§ WHAT YOU SHOULD DO:
Using the excerpt on early childhood development tests, answer:
1. Which predictor does the excerpt name as an example of high consistency across the three tests?
2. Children's gender was closely related to the scores of which test?
3. Household wealth status was not significantly related to the scores of which test?

Above all, there was high consistency in predicting ECD status among the three tests in some key predictors, such as home stimulation. That is, higher Bayley scores (except Bayley motor scores), CREDI scores, and ASQ-3 scores were positively related to home stimulation. There were also some consistent results in some individual and family characteristics. For example, the results showed the scores of the three tests indicating language and social emotional development level were higher for girls than boys. Nevertheless, there were inconsistent results in predicting ECD status in some individual and family characteristics. For example, children’s gender was not significantly related to Bayley-III cognitive and motor scores, but was closely related to CREDI scores. Household wealth status was not significantly related to Bayley-III scores, but was positively related to CREDI and ASQ-3 scores indicating cognitive and language development level. With respect to caregiver type, the results of Bayley-III and CREDI scores suggested there was no significant association. However, the results for ASQ-3 scores indicated the caregiver type was connected to the ASQ-3 “Problem- Solving” scores.

§ INFORMATION PROVIDED:

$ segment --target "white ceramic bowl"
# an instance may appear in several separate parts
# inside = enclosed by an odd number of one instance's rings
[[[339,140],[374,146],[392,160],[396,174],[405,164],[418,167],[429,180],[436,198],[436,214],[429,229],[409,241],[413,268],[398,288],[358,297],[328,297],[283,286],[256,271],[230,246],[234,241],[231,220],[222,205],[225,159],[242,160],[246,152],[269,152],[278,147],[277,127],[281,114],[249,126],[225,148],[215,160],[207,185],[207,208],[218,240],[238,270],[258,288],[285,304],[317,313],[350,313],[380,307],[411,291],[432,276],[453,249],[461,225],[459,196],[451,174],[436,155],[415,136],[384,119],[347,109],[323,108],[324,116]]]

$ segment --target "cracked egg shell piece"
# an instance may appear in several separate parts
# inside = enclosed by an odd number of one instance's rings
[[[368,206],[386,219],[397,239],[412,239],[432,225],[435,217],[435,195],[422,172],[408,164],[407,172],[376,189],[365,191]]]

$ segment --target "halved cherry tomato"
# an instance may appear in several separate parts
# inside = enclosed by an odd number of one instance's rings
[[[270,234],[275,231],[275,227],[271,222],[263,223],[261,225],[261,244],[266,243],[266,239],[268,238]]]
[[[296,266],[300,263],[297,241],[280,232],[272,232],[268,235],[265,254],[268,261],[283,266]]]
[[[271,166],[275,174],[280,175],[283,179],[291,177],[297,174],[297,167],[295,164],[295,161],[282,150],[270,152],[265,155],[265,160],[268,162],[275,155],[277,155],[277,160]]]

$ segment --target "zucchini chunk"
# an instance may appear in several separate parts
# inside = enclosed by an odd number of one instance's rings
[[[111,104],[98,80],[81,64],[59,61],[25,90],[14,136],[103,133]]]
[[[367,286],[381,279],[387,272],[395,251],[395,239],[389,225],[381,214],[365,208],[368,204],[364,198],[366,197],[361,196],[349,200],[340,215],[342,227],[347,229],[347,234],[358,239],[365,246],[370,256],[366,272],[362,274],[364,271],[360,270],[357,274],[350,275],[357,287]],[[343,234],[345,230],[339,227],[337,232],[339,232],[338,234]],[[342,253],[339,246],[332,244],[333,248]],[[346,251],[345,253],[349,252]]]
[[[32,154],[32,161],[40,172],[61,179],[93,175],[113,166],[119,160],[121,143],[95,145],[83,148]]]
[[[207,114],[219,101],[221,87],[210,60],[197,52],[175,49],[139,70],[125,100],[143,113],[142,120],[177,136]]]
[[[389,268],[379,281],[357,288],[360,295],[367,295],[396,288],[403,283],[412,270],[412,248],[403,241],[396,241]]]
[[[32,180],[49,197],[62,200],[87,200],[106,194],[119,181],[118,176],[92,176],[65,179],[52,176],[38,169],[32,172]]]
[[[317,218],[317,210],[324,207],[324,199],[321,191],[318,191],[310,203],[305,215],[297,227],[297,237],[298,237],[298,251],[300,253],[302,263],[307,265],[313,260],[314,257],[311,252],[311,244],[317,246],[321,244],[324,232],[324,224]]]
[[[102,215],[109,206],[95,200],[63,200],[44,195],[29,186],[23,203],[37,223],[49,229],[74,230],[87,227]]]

§ WRITTEN ANSWER:
1. Home stimulation
2. CREDI
3. Bayley-III